Copy out all of the material below word for word, leaving out the pictures.

──────── Extracted data

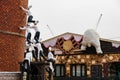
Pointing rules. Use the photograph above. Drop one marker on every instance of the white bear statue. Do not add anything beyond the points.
(91, 38)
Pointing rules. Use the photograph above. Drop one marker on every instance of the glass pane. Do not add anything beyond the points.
(62, 71)
(57, 70)
(73, 70)
(78, 72)
(83, 70)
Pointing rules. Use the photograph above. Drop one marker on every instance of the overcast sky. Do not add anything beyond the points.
(76, 16)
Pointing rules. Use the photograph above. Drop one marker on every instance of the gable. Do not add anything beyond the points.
(62, 43)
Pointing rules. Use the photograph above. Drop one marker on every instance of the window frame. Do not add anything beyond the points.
(62, 66)
(82, 74)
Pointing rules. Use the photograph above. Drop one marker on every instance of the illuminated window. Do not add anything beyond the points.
(59, 70)
(78, 70)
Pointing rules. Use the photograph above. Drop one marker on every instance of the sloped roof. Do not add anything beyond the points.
(66, 36)
(108, 46)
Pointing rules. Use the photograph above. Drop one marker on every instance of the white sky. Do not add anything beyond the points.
(76, 16)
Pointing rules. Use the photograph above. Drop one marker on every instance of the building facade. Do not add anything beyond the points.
(73, 64)
(11, 38)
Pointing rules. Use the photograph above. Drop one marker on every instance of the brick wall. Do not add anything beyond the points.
(11, 46)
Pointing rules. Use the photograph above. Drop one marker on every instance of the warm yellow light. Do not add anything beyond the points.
(111, 57)
(104, 60)
(93, 61)
(67, 68)
(87, 56)
(88, 72)
(82, 60)
(78, 56)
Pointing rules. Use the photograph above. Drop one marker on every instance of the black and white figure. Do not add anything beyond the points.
(28, 33)
(51, 59)
(28, 12)
(37, 31)
(91, 38)
(26, 62)
(39, 51)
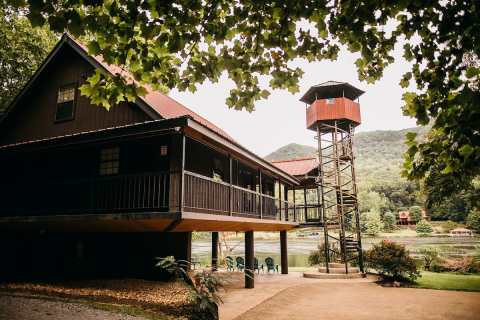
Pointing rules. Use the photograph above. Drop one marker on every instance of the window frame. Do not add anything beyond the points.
(74, 86)
(112, 160)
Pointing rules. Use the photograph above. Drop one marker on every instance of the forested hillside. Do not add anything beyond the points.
(379, 156)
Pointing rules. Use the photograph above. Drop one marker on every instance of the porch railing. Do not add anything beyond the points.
(145, 192)
(207, 195)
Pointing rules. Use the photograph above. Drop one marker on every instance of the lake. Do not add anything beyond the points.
(299, 248)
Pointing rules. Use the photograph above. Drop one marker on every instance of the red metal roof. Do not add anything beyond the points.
(297, 167)
(165, 106)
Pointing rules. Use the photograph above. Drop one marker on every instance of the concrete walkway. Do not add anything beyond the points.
(293, 297)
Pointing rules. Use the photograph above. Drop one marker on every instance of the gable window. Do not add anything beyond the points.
(109, 161)
(65, 103)
(163, 150)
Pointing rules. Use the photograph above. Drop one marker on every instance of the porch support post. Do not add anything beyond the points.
(283, 251)
(249, 257)
(260, 192)
(230, 190)
(214, 251)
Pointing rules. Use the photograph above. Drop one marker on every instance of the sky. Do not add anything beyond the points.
(280, 119)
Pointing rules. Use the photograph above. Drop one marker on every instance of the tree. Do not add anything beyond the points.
(389, 221)
(416, 213)
(473, 220)
(423, 227)
(186, 43)
(23, 49)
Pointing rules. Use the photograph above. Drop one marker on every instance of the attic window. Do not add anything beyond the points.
(65, 103)
(109, 161)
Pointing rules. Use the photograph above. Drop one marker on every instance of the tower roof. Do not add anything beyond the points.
(331, 89)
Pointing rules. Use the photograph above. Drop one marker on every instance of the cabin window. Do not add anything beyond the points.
(163, 151)
(65, 103)
(109, 161)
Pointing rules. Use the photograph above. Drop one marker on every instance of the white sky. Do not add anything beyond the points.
(280, 119)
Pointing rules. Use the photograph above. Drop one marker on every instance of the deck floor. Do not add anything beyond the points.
(278, 297)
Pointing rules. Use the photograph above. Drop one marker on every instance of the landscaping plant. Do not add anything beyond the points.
(416, 213)
(423, 228)
(392, 261)
(204, 285)
(473, 220)
(430, 255)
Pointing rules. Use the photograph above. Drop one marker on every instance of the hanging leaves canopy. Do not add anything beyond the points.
(181, 44)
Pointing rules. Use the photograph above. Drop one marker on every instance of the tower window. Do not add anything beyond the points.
(65, 103)
(109, 161)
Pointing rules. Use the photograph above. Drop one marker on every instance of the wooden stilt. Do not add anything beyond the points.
(214, 251)
(249, 259)
(283, 251)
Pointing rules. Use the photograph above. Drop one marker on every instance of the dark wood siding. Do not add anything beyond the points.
(34, 117)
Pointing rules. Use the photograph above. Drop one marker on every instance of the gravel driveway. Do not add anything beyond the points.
(19, 308)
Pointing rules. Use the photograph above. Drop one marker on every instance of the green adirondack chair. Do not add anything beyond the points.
(229, 263)
(256, 266)
(271, 264)
(240, 263)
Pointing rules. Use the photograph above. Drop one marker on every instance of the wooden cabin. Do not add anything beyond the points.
(86, 190)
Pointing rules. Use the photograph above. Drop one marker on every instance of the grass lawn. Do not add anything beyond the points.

────────────────

Correct answer:
Pointing rules. Use the photograph above. Drop one marker on every instance of the white bear statue. Do not add anything beyond the points.
(91, 38)
Pointing rules. Use the photograph above. Drop one marker on every instance of the glass pane. Do not add anything beyond the points.
(62, 71)
(57, 70)
(73, 70)
(78, 72)
(83, 70)
Pointing rules. Use the photograph above. Drop one marker on every instance of the overcast sky. Do not add anything beyond the points.
(76, 16)
Pointing rules. Use the photograph above. Drop one marker on every instance of the gable. Do not add anything beyond the points.
(62, 43)
Pointing rules. Use the photograph above. Drop one marker on every instance of the window frame. Do not add anything beyond the points.
(62, 66)
(82, 74)
Pointing rules. Use the photograph above. Drop one marker on every instance of the illuminated window. Do not add anything beyond the points.
(59, 70)
(78, 70)
Pointing rules. Use the photograph above. Drop one marker on every instance of the sloped roof. Do not add anything beyond the points.
(66, 36)
(108, 46)
Pointing rules. Use the photograph above. Drop one marker on every instance of the white sky. Do not add anything beyond the points.
(76, 16)
Pointing rules. Use the photograph above. Drop one marker on every instance of the building facade. Do not add anything beyond the points.
(73, 64)
(11, 38)
Pointing rules. Use the photograph above. Drop one marker on every instance of the brick wall. Do not add anything beyond the points.
(11, 46)
Pointing rules. Use the photograph above. Drop one marker on every instance of the warm yellow light. Do not add anything beyond the points.
(111, 57)
(104, 60)
(93, 61)
(67, 68)
(87, 56)
(88, 72)
(82, 60)
(78, 56)
Pointing rules. Use the photograph above. Drop one marker on every instance of the black and white figure. Do not add anything beyond the points.
(28, 33)
(51, 59)
(28, 12)
(37, 31)
(91, 38)
(26, 62)
(39, 51)
Pointing rules. Use the photograph above. Drop one marker on every instance of the window frame. Do not add anything beyond the points.
(74, 86)
(112, 160)
Pointing rules. Use the photograph above. Drop one marker on every instance of the forested hillside. Do not add anything beyond the points.
(379, 156)
Pointing rules. Use the photograph above. Drop one marker on every instance of the porch railing. Do not add anything beyond the points.
(145, 192)
(207, 195)
Pointing rules. Use the photograph above. Drop one marker on every instance of the lake. Do not add anything beyond the points.
(299, 248)
Pointing rules. Use the photograph above. Drop one marker on every instance of the red metal roof. Do not add anything beyond the points.
(297, 167)
(165, 106)
Pointing rules. Use the photograph above. Drop one marker on every instance of the concrete walkway. Do not add anything beyond the points.
(293, 297)
Pointing rules. Use the photograph above. Drop one marker on every instance of the gable window. Do not add anything beyond the points.
(109, 161)
(65, 103)
(163, 150)
Pointing rules. Use the photograph above. Drop one marker on every instance of the porch support post. Do not add anything beyond the points.
(283, 251)
(249, 257)
(260, 192)
(230, 190)
(214, 251)
Pointing rules. Use the photograph above. Drop one marker on every instance of the sky. Do not add anything beyond the points.
(280, 119)
Pointing rules. Use the photograph above. Drop one marker on every instance of the tree. Do not add anything beyond the points.
(389, 221)
(416, 213)
(473, 220)
(423, 227)
(186, 43)
(23, 49)
Pointing rules. Use the photograph above. Drop one marker on every instance of the attic window. Do not add anything beyond the points.
(65, 103)
(109, 161)
Pointing rules. Use the photograph above. Drop one marker on every instance of the tower roof. Do not add anything beyond the points.
(331, 89)
Pointing rules. Use the photograph above. Drop one marker on every instance of the cabin window. Do not add anything beyond the points.
(163, 151)
(65, 103)
(109, 161)
Pointing rules. Use the photograph above. Drop one marker on every instance of the white sky. Do not add anything beyond the points.
(280, 119)
Pointing rules. Use the photograph above. Drop one marker on every instance of the deck floor. Do not add anything beyond the points.
(278, 297)
Pointing rules. Use the photograph above. Drop one marker on every instance of the landscaping plant. Do not add anything beyond the points.
(416, 213)
(423, 228)
(392, 261)
(204, 285)
(473, 220)
(430, 255)
Pointing rules. Use the photograph above. Drop one marker on every instance of the hanging leaves canopy. Do not add anything beyond the points.
(181, 44)
Pointing rules. Use the photograph above. Drop one marker on every instance of the tower window. Do not add anything beyond the points.
(65, 103)
(109, 161)
Pointing rules. Use the photograph above. Drop one marker on every instance of the wooden stilt. Do not add anything beyond the points.
(214, 251)
(249, 259)
(283, 251)
Pointing rules. Use the photograph above. Drop one marker on every instance of the dark wood siding. Do not add anything beyond the points.
(34, 117)
Pointing rules. Use the photograph above. Drop one marker on every instance of the gravel driveway. Do not add anything beyond the points.
(19, 308)
Pointing rules. Use the photograph above. Drop one marker on every instance of the green adirondack chair. Do not add anything beyond the points.
(229, 263)
(256, 266)
(271, 264)
(240, 263)
Pointing rules. Use the photograph above. Drop one marker on every instance of the wooden cabin. Do not add anything beyond the points.
(86, 190)
Pointing rules. Use the photograph above. Drop one marker on every instance of the grass lawn. Do not add anything beyond the points.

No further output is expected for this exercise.